## What needs to be done
Count the lines in the items below that contain the string "fire", matching case exactly. Reply with the number only.

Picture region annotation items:
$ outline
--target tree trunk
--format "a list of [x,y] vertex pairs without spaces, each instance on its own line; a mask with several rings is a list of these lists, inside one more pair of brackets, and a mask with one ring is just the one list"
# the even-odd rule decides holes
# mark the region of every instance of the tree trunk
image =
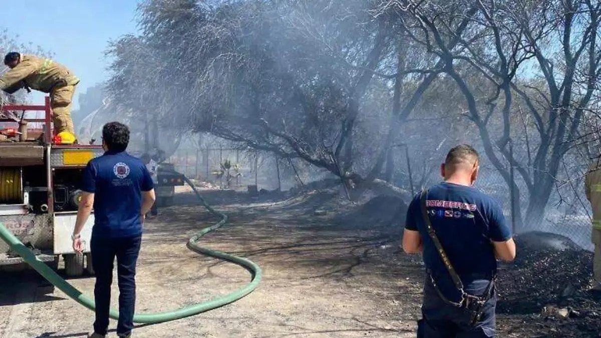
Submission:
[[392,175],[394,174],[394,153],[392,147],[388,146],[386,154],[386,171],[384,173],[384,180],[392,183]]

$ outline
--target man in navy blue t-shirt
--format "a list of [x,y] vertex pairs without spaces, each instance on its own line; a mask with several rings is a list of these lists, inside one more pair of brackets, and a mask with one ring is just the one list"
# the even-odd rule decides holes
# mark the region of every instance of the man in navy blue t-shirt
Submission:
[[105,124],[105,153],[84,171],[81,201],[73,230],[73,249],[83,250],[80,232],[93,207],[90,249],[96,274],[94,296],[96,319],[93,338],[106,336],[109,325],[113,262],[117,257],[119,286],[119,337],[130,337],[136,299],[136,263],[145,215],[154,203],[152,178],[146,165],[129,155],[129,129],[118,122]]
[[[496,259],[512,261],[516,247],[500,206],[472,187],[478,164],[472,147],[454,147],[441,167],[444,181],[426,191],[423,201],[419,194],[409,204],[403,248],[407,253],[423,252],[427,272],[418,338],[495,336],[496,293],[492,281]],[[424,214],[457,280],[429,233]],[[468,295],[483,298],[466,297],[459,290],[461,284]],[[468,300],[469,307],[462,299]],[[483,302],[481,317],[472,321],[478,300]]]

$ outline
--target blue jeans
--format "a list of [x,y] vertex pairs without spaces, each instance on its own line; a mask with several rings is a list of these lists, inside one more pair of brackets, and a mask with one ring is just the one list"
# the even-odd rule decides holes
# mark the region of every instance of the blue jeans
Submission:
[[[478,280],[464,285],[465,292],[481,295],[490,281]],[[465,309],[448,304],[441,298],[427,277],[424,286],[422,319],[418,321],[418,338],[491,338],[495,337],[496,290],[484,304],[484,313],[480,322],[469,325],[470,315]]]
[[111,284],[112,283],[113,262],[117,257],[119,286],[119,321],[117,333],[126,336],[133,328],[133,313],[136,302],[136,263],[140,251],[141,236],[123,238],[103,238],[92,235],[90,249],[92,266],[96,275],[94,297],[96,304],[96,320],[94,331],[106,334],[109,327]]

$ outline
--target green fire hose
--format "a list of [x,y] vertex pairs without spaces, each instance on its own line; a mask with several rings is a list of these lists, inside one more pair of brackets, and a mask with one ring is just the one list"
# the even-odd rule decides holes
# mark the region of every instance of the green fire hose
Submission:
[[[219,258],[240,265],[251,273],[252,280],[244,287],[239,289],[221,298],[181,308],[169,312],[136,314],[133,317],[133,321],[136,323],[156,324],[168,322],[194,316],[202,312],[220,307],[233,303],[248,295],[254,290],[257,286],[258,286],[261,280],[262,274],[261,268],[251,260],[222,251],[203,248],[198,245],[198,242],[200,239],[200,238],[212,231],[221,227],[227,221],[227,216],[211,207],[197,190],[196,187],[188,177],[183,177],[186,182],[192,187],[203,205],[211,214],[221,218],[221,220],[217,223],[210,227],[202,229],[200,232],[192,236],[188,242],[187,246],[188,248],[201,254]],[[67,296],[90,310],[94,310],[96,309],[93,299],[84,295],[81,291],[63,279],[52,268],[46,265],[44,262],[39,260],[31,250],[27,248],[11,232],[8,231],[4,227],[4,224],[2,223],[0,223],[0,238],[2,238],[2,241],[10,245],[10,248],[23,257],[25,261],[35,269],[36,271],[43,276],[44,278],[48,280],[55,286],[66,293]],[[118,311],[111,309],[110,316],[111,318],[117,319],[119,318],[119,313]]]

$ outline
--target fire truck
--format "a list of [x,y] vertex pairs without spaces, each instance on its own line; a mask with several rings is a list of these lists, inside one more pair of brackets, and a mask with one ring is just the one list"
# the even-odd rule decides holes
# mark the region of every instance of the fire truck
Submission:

## Exercise solution
4